Task objective -
Within the records below, find each line that holds the string "floor", then copy it.

*** Material to process ***

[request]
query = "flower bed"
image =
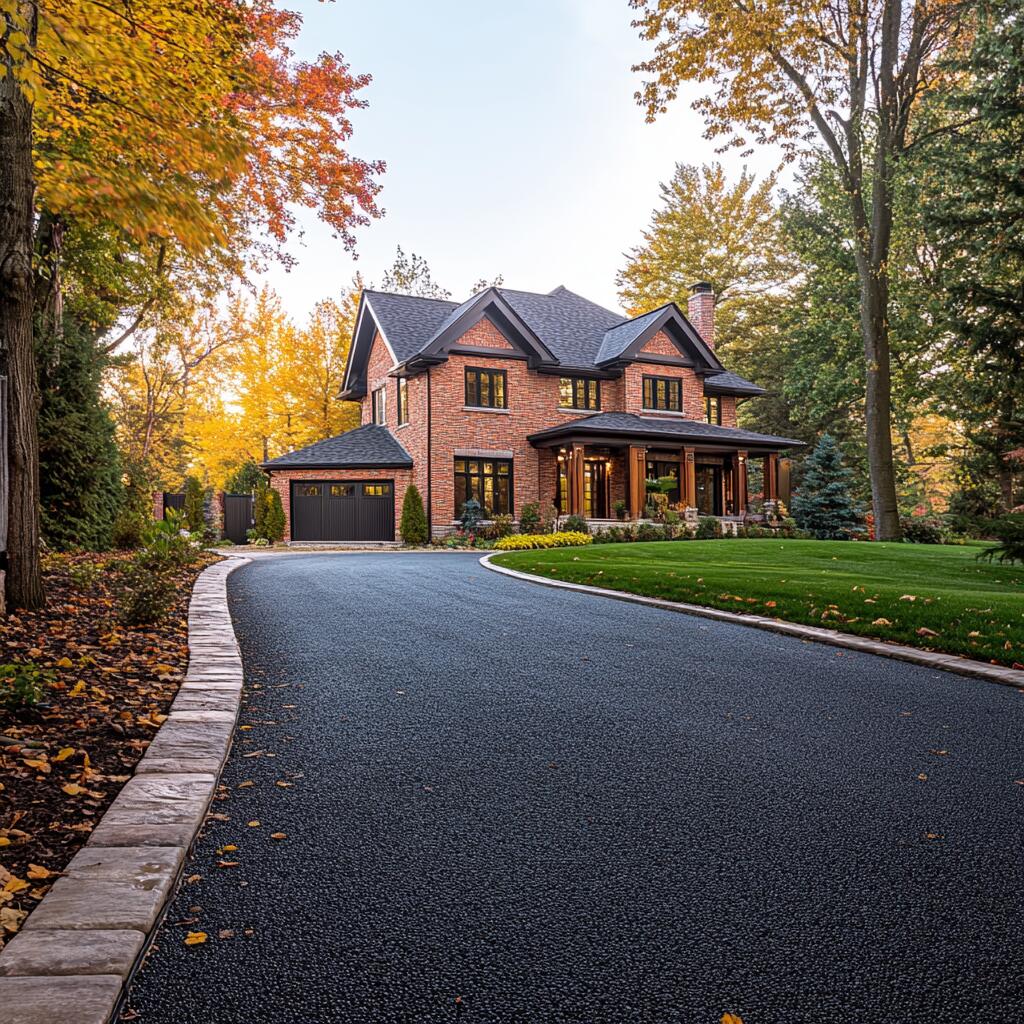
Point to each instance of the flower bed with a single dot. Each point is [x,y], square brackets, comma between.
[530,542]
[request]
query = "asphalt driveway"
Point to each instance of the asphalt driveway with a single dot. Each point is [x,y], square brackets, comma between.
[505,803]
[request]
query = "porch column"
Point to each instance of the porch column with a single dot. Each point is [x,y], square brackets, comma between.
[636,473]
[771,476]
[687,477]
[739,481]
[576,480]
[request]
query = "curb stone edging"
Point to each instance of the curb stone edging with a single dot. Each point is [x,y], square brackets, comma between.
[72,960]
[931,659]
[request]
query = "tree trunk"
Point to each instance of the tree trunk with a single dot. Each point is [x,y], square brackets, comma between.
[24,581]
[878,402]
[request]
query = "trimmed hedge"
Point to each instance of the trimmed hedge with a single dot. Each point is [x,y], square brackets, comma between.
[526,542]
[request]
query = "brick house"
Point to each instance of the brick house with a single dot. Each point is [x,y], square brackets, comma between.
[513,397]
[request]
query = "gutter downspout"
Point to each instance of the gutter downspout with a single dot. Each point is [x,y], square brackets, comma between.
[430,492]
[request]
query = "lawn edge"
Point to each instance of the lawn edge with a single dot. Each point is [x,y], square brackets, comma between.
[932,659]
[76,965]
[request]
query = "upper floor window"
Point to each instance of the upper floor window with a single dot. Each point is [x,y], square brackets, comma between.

*** End of Material to process ***
*** Material to process ***

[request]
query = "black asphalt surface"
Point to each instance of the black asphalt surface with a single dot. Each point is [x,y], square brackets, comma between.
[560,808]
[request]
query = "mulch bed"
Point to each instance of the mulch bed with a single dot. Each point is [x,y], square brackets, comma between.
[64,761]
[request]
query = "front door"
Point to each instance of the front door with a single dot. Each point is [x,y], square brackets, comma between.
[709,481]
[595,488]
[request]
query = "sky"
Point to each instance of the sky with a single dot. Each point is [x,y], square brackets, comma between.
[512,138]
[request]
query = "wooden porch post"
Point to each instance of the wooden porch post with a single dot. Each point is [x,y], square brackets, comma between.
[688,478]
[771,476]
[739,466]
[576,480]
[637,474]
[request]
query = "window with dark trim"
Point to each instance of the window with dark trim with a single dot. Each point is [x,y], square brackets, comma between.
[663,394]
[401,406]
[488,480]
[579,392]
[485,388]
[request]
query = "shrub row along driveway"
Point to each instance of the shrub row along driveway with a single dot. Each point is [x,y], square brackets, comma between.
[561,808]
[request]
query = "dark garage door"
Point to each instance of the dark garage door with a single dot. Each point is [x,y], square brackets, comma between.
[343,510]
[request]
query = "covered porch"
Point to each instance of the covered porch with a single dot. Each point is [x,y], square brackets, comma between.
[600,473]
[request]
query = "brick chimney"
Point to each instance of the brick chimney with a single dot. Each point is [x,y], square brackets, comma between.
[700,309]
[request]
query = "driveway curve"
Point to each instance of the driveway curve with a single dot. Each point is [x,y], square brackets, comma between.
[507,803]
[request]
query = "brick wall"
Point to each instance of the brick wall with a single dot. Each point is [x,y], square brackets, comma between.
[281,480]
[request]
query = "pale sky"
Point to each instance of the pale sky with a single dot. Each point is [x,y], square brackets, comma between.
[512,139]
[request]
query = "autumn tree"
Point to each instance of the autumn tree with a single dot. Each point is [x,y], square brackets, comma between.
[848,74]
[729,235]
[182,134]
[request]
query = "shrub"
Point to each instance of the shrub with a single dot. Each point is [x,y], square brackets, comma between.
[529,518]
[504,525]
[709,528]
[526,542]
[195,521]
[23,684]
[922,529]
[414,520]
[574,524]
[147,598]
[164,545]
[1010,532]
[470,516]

*** End of Material to process ***

Result for this task -
query = "upper floor window"
Point to each instance of the upper floor window with a single dot. Each point is [x,y], square brackets, comma between.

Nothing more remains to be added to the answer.